>> Begin Provided text

ENCINITAS — Sometimes, bigger isn’t always better.

This is what the Encinitas City Council decided Aug. 23 about its youth commission, a group whose membership rolls the council raised just three years ago.

The council voted to scale back the group’s future size from a maximum 20 members to 11 members based on city staff’s recommendation that the large group wasn’t functioning as efficiently as it could.

Staff’s recommendation was one of several aimed at reforming the group, which had failed over the past three years to deliver its annual project, the signature task for the group composed of middle school and high school students across the city.

Staff also recommended — and the council approved — that the city encourage participation from a wider range of schools, require the members to commit to five hours of commission work per month and eliminate the annual project in favor of having the commission contribute to the city’s strategic plan initiatives.

“Staff’s opinion is that we will have a more workable commission” with fewer members, Councilwoman Tasha Boerner Horvath said.

Mark Muir voted against the proposal. In 2014, Muir and the previous council — which included current Councilman Tony Kranz — unanimously voted to accept all 14 applicants to the commission because they did not want to turn away any of the youth.

Since then, the commission has had 14, 10, 17 and 12 members.

City staff surveyed several cities and found that most cities around Encinitas’ size had no more than 15 members on their youth panels.

Muir, however, argued that having fewer members decreased the likelihood of diversifying the board.

“If you want to increase diversification, you don’t limit the number of participants,” Muir said.

>> End Provided text

### [Brief 1]
Please turn the entries below into a numbered list, dropping any blank lines.

>> Begin Task input

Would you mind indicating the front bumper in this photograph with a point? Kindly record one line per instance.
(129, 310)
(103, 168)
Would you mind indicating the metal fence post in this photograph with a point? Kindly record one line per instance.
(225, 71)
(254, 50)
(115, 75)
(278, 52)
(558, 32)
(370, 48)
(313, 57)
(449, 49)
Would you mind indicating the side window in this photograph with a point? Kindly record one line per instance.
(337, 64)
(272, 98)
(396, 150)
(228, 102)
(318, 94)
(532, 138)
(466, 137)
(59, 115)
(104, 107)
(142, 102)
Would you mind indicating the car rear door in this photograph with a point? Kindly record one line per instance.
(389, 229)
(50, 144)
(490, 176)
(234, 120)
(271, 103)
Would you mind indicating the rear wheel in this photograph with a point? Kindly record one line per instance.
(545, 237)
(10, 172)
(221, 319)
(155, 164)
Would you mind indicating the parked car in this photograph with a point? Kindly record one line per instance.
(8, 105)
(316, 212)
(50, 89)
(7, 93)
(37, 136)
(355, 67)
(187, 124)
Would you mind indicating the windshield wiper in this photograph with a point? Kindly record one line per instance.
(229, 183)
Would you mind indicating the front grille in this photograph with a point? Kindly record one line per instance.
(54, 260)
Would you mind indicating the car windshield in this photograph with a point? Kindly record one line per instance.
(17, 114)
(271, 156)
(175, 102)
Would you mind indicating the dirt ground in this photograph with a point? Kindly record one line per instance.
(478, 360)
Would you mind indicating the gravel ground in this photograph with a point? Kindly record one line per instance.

>> End Task input

### [Brief 2]
Reproduce the stretch of the youth commission article from "Staff’s recommendation was" through "strategic plan initiatives.", word for word.

### [Complete response 1]
1. Would you mind indicating the front bumper in this photograph with a point? Kindly record one line per instance.
2. (129, 310)
3. (103, 168)
4. Would you mind indicating the metal fence post in this photograph with a point? Kindly record one line per instance.
5. (225, 71)
6. (254, 50)
7. (115, 75)
8. (278, 52)
9. (558, 32)
10. (370, 48)
11. (313, 57)
12. (449, 49)
13. Would you mind indicating the side window in this photograph with a point? Kindly record one line per instance.
14. (337, 64)
15. (272, 98)
16. (396, 150)
17. (228, 102)
18. (318, 94)
19. (532, 138)
20. (466, 137)
21. (59, 115)
22. (104, 107)
23. (142, 102)
24. Would you mind indicating the car rear door in this photograph with a point? Kindly record one line per instance.
25. (389, 229)
26. (50, 144)
27. (490, 176)
28. (234, 120)
29. (271, 103)
30. Would you mind indicating the rear wheel in this photograph with a point? Kindly record one line per instance.
31. (545, 237)
32. (10, 172)
33. (221, 319)
34. (155, 164)
35. Would you mind indicating the parked car in this photograph with a point? Kindly record one line per instance.
36. (8, 105)
37. (316, 212)
38. (50, 89)
39. (7, 93)
40. (37, 136)
41. (355, 67)
42. (187, 124)
43. Would you mind indicating the windshield wiper in this photograph with a point? Kindly record one line per instance.
44. (229, 183)
45. Would you mind indicating the front grille in this photograph with a point? Kindly record one line per instance.
46. (54, 260)
47. Would you mind indicating the car windshield in this photograph with a point? Kindly record one line per instance.
48. (17, 114)
49. (271, 156)
50. (175, 102)
51. Would you mind indicating the dirt ground in this photograph with a point? Kindly record one line per instance.
52. (478, 360)
53. Would you mind indicating the gravel ground in this photograph with a point? Kindly record one line per instance.

### [Complete response 2]
Staff’s recommendation was one of several aimed at reforming the group, which had failed over the past three years to deliver its annual project, the signature task for the group composed of middle school and high school students across the city.

Staff also recommended — and the council approved — that the city encourage participation from a wider range of schools, require the members to commit to five hours of commission work per month and eliminate the annual project in favor of having the commission contribute to the city’s strategic plan initiatives.